## TASK DIRECTIONS
Recast the stretch of the listing below, from the line containing "Exercise. Spot the blue sky" through its final line, as a numbered list, leaving out blank lines.

## STORED RECORDS
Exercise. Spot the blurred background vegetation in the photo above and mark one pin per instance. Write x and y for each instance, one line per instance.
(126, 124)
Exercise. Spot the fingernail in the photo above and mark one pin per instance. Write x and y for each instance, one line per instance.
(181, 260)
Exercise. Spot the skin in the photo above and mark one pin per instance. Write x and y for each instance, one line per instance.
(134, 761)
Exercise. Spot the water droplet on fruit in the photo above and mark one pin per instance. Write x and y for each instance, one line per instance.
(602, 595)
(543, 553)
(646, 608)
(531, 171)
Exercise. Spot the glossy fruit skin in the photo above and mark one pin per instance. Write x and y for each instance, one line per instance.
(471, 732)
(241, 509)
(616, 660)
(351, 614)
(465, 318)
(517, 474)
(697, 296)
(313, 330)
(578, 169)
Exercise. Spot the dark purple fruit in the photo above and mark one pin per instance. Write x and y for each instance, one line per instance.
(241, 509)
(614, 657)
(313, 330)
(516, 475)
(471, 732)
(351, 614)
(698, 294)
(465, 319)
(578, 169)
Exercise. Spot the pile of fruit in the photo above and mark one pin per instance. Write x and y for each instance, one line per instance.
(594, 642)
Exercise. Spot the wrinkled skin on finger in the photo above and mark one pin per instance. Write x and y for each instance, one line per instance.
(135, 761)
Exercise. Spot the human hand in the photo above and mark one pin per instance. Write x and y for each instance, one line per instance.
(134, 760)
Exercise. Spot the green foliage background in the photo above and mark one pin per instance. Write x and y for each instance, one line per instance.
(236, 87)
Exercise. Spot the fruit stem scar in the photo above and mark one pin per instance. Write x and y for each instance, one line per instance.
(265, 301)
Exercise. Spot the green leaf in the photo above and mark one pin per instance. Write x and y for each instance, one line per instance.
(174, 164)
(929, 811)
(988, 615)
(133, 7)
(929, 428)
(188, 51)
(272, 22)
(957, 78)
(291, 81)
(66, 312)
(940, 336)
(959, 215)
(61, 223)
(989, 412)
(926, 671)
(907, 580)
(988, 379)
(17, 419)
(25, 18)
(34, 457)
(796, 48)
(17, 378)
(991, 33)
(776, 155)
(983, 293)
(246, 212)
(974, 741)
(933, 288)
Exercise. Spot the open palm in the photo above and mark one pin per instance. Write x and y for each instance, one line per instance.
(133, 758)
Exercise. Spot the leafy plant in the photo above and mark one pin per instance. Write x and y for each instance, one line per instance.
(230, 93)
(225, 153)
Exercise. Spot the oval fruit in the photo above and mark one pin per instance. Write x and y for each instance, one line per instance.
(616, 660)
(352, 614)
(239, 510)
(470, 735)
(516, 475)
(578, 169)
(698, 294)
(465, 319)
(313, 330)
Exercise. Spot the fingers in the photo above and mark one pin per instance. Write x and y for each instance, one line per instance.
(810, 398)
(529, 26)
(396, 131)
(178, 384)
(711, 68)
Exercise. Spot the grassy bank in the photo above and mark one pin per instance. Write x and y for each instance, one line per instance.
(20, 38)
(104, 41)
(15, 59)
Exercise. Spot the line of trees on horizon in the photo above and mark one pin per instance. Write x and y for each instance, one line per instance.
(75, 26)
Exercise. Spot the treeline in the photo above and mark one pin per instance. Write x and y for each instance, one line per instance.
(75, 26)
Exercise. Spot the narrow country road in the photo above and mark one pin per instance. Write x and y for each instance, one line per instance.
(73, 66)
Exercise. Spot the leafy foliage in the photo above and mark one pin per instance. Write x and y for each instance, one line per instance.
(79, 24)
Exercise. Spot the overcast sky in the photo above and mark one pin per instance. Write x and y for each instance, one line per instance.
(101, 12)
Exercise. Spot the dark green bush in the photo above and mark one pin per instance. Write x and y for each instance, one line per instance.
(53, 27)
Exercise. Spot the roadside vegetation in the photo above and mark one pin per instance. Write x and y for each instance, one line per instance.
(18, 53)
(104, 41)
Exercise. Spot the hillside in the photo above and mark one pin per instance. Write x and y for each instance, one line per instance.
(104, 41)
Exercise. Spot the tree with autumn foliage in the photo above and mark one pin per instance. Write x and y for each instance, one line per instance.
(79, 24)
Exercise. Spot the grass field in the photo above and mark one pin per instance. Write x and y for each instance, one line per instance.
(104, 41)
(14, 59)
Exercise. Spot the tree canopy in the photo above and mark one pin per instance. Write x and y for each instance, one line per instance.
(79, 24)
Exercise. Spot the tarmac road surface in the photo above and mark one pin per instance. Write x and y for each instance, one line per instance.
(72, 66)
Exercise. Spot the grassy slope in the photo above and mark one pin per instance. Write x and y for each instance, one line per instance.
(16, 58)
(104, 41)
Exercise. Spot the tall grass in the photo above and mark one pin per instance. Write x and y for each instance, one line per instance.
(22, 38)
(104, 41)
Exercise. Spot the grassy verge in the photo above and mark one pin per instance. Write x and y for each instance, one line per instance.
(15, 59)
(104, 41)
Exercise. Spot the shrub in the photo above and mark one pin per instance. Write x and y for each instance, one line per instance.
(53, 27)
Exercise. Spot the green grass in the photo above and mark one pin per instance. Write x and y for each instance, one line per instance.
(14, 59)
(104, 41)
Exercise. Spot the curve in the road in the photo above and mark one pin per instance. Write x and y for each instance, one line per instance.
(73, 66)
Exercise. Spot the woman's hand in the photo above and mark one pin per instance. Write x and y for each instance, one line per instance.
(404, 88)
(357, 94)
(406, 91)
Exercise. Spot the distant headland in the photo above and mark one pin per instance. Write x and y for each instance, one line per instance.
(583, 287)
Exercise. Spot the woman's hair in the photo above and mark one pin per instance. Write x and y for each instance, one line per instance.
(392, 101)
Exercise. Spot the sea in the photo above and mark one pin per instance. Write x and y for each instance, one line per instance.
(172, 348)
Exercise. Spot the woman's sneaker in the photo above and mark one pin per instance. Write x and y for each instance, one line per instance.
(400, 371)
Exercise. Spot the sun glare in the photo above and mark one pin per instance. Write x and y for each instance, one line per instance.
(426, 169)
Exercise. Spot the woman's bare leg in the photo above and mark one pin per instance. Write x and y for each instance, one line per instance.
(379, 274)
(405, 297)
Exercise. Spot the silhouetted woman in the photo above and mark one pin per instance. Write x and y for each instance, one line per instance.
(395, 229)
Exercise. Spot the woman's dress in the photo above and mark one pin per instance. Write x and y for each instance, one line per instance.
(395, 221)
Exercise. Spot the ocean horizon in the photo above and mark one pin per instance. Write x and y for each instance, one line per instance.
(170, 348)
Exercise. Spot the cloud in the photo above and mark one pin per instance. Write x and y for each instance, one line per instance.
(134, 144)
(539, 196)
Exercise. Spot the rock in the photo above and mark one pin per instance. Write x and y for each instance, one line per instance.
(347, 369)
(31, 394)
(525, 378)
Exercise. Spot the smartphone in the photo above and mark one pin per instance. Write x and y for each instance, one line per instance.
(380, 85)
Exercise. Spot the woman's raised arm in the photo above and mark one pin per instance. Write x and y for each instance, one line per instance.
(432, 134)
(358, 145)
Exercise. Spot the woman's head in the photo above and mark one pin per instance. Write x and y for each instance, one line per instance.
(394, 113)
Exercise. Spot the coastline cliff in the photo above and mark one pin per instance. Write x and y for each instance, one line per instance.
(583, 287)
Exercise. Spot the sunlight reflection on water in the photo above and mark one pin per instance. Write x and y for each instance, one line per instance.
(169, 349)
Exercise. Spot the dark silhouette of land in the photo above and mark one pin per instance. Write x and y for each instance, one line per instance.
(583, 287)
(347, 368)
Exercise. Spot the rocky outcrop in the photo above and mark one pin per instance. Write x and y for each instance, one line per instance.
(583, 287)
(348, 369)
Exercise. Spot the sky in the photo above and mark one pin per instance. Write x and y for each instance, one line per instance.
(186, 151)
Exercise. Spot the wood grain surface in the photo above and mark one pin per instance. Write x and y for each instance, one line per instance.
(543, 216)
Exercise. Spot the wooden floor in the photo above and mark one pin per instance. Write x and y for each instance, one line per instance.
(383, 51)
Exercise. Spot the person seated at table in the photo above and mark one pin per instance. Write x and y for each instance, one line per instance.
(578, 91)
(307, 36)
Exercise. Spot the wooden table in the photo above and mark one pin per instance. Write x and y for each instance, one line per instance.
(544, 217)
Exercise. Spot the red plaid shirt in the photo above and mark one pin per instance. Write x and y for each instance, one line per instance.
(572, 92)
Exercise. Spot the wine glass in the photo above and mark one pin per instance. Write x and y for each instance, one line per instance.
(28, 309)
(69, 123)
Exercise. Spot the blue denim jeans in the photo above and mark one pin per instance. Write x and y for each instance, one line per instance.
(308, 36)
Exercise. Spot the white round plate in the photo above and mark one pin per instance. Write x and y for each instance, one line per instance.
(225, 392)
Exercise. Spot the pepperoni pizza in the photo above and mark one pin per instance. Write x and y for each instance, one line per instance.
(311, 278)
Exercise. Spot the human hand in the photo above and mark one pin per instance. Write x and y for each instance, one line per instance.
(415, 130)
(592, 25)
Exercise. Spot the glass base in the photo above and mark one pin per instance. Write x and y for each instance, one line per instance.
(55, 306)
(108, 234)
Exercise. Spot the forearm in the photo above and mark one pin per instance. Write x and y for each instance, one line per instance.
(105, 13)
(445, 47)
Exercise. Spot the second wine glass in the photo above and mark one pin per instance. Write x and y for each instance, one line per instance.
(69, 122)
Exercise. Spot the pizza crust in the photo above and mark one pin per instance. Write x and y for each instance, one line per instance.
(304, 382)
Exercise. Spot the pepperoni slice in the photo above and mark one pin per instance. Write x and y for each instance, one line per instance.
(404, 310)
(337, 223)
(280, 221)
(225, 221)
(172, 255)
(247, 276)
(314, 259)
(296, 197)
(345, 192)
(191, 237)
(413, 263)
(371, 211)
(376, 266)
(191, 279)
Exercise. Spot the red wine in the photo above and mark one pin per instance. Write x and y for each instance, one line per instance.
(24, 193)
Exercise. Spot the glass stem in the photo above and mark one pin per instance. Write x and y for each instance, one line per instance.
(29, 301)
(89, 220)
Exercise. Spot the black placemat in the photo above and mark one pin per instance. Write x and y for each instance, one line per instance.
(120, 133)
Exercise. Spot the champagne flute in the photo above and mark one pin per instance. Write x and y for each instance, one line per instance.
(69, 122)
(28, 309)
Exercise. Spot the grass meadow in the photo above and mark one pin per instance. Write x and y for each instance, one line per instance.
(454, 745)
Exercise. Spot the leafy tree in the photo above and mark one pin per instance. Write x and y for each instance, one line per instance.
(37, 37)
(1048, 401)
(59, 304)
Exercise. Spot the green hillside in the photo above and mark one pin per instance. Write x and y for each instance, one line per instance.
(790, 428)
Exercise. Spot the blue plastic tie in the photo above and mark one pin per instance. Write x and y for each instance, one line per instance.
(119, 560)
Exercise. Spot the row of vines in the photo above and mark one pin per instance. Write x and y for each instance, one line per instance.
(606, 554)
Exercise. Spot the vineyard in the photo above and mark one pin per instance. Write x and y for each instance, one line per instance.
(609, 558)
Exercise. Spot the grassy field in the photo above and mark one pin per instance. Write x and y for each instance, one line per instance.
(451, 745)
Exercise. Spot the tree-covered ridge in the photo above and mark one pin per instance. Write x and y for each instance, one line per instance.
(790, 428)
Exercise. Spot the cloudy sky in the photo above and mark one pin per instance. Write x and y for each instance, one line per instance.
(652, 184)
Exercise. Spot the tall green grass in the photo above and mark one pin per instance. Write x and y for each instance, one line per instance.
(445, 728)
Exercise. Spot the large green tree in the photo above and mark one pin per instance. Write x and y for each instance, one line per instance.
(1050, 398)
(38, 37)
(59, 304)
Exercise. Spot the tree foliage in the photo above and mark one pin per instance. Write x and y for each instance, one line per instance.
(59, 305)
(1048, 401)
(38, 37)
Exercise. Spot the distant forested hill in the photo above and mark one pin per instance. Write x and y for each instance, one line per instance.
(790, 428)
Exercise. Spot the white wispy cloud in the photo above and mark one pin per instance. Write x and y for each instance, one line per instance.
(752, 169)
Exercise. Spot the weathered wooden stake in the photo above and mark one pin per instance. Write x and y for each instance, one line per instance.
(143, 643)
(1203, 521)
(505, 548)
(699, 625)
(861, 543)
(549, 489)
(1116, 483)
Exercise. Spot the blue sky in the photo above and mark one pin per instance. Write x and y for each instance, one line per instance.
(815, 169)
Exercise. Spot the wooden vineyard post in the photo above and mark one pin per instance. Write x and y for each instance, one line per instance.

## FINAL RESULT
1. Exercise. Spot the blue sky in the photo above and mark one pin per instance. Write x and y for each instance, one line per instance.
2. (815, 169)
3. Exercise. Spot the wooden vineyard post in the photo above and mark one pin per instance. Write x and y for each instance, one line per instance.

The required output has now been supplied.